## [ARTICLE]

_____

In order to achieve the UN SDG’s (2015) through increased corporate social responsibility (CSR) activities with organizations, employee support is crucial: employees with CSR awareness of sustainability and their subsequent extra-role work behavior are an asset to an organization. The purpose of our exploratory study was to develop an internal CSR (ICSR) framework to assess employees' CSR perceptions, based on Bustamante et al. (2020), Mory et al. (2015, 2016, 2017) and El Akremi et al. (2015). This integrative ICSR framework is focused on employee preferences in relation to the workplace, human resources management, organizational culture, and the organization's social and environmental responsibility management. The employee preferences serve as a maturity level for monitoring internal CSR and subsequent sustainable HRM practices in organizations.

10 personal values of Schwartz et al. (2012)
Table 1: 10 personal values of Schwartz et al. (2012)

In our study, we used a sample of 180 students, all working part-time from Germany and Ireland who have to deal with sustainability issues in their professional lives. Using an online survey from April to June 2022, we examined the extent to which personal characteristics of these young professionals, such as ten personal values (see table 1, Schwartz, 2014, Schwartz et al., 2012), and profession (operationalized by business vs. social sciences), impact their internal CSR perceptions (3 factors of ICSR, see table 2), since previous studies showed heterogenous effects of demographic characteristics such as occupation, gender and personal values on their CSR judgements (Rank & Palframan, 2021). Gender, work tenure and age served as control variables as typical gender effects might occur. The following hypotheses were formulated:

  • H 1a: Demographics – Caring vs. business orientation in profession (operationalized by study subject) significantly impacts the preferences of the internal CSR construct: Business administration is significantly related with employee and organizational dimensions of ICSR, whereas social sciences are significantly related to the dimension of social & environmental responsibility management.

_____

## [ROWS]
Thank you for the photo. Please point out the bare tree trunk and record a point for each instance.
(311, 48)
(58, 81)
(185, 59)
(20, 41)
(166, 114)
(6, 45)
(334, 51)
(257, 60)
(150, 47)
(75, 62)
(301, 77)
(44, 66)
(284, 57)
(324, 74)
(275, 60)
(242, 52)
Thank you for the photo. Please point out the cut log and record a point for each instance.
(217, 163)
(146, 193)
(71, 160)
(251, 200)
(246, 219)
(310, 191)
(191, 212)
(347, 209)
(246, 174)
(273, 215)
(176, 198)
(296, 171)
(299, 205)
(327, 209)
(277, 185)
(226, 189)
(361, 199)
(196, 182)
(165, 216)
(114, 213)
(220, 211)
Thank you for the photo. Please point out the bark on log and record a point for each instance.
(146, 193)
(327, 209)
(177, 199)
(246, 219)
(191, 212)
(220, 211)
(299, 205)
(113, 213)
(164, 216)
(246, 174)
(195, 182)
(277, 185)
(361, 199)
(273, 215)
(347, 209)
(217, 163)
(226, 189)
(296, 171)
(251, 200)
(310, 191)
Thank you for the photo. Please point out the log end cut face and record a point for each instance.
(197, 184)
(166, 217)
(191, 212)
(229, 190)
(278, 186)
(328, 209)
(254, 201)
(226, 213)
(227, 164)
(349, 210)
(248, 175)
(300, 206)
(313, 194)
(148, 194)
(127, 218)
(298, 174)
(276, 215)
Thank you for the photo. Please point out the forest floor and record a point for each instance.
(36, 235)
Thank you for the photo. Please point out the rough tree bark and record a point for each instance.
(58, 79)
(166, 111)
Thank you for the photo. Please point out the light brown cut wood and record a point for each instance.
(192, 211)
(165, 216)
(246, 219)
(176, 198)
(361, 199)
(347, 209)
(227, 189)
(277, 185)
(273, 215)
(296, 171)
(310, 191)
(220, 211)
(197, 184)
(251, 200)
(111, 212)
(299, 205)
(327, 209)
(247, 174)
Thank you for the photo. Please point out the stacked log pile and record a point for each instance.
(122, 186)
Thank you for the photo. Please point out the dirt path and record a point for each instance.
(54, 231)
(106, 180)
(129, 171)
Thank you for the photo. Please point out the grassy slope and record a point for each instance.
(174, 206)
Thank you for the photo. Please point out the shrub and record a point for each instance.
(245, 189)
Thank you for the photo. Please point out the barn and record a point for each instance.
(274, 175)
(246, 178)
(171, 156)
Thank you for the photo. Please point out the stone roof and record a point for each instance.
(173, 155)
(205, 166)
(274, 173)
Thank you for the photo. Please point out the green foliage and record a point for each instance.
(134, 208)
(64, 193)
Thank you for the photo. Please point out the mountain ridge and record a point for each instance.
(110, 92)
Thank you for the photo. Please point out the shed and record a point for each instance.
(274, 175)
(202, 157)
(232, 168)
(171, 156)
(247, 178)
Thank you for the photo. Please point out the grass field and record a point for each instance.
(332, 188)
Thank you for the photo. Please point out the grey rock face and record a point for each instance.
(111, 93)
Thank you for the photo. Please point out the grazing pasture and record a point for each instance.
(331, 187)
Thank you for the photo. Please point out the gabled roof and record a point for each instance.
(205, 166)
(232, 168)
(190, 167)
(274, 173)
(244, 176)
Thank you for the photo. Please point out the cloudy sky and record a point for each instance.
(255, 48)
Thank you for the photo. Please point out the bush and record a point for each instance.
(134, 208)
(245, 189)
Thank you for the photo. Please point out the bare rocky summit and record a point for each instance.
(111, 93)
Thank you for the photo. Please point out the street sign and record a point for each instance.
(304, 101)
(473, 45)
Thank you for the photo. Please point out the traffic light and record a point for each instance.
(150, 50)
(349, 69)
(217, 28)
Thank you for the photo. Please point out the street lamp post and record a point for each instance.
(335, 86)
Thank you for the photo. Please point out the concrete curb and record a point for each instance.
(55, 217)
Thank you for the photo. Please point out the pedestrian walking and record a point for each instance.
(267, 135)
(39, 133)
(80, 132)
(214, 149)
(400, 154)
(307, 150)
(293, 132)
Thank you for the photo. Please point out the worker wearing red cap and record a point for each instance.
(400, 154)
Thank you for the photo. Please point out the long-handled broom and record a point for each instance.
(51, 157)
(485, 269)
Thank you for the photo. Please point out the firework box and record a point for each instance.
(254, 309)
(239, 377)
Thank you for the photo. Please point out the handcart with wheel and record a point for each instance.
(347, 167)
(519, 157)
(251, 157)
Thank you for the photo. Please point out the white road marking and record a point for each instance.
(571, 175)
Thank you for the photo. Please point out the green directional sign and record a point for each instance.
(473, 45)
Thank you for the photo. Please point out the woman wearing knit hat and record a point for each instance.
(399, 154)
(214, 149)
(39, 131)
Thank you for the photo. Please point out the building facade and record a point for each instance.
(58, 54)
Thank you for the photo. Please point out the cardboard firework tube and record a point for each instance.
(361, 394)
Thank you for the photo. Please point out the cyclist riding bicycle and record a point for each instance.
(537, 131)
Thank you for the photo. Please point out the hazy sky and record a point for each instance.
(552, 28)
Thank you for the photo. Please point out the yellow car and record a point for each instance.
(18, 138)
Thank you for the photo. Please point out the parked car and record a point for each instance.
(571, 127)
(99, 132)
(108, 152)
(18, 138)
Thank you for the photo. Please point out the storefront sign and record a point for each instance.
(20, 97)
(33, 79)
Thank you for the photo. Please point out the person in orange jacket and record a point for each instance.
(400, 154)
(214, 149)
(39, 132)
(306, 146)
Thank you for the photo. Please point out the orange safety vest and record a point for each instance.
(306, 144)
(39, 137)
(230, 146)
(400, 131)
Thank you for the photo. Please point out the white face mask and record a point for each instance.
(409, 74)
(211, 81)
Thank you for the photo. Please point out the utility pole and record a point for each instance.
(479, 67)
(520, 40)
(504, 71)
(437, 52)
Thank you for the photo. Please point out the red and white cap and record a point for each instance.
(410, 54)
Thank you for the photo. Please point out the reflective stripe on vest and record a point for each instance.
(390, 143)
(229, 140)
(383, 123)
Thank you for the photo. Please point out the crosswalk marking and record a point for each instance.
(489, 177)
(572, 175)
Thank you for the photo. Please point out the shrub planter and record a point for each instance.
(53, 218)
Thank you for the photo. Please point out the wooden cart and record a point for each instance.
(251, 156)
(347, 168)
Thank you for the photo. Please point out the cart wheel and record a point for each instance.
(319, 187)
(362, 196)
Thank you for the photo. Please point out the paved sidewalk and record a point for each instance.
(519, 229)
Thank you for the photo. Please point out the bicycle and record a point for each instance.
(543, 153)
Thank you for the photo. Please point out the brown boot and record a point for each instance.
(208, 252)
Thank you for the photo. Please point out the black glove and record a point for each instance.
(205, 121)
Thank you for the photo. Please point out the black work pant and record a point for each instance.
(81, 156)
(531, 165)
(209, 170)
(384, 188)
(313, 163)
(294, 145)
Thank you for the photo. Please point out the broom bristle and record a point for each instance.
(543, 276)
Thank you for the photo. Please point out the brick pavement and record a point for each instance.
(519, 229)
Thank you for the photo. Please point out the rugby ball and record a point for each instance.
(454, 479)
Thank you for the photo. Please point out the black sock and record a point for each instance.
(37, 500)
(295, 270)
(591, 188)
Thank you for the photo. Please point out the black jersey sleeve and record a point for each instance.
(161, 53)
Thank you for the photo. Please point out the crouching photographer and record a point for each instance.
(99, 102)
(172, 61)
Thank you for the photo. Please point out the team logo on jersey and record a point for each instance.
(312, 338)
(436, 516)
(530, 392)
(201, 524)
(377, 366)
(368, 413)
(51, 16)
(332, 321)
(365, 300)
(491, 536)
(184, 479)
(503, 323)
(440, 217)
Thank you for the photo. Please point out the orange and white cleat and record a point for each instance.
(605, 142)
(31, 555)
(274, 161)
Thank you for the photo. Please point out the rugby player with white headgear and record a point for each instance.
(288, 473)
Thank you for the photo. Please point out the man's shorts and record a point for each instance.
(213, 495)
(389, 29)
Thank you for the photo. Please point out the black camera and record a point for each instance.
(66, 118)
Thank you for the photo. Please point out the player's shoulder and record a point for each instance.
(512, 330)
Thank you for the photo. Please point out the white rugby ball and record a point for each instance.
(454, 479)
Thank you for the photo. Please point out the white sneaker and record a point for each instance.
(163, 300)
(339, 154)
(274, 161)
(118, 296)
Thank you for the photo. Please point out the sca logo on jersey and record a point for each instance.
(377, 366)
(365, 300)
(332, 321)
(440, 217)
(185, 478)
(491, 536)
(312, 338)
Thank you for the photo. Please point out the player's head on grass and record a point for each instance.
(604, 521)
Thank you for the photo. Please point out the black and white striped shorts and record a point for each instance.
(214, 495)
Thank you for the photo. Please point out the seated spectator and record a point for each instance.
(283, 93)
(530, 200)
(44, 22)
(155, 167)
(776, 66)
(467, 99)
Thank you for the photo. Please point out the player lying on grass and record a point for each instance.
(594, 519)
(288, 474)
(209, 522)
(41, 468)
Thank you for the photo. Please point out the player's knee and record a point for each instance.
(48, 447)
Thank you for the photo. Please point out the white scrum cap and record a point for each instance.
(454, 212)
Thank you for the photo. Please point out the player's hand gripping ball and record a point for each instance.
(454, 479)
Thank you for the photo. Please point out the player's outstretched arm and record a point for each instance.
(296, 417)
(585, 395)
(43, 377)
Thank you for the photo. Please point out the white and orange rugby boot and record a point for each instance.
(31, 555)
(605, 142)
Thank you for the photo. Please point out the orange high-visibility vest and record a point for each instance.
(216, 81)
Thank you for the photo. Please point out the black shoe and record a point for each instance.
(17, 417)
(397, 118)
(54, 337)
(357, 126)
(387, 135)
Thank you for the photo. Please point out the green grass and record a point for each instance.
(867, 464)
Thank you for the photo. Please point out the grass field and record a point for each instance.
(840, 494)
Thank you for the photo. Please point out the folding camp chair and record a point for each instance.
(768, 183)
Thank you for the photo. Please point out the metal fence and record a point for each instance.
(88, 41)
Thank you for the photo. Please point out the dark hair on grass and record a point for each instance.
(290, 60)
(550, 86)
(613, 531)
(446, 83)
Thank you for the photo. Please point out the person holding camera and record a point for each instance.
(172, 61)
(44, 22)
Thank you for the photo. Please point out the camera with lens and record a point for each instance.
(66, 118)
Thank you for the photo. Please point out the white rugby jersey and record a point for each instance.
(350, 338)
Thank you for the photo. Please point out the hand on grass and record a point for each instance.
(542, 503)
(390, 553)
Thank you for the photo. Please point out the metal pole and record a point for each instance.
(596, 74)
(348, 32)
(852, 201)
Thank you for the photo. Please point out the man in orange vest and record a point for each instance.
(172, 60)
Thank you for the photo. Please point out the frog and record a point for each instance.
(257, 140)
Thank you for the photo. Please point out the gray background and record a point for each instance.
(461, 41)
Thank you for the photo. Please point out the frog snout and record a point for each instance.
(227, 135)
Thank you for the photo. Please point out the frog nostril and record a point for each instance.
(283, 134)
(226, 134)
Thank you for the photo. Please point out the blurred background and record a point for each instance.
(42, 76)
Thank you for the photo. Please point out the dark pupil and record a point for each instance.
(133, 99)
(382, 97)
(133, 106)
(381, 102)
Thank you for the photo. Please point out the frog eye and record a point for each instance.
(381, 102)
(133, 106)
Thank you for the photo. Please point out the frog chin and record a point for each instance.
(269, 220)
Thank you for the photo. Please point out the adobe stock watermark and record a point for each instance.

_____

## [TASKS TO COMPLETE]
A. Retype the passage of the internal CSR study from "In order to" to "practices in organizations.".
B. According to the internal CSR study, during which months of 2022 was the online survey conducted?
C. Translate this sentence from the internal CSR study into Spanish: "Gender, work tenure and age served as control variables as typical gender effects might occur."

## [SOLUTIONS]
A.
In order to achieve the UN SDG’s (2015) through increased corporate social responsibility (CSR) activities with organizations, employee support is crucial: employees with CSR awareness of sustainability and their subsequent extra-role work behavior are an asset to an organization. The purpose of our exploratory study was to develop an internal CSR (ICSR) framework to assess employees' CSR perceptions, based on Bustamante et al. (2020), Mory et al. (2015, 2016, 2017) and El Akremi et al. (2015). This integrative ICSR framework is focused on employee preferences in relation to the workplace, human resources management, organizational culture, and the organization's social and environmental responsibility management. The employee preferences serve as a maturity level for monitoring internal CSR and subsequent sustainable HRM practices in organizations.

B. From April to June 2022.

C. El género, la antigüedad laboral y la edad sirvieron como variables de control, ya que podrían producirse efectos de género típicos.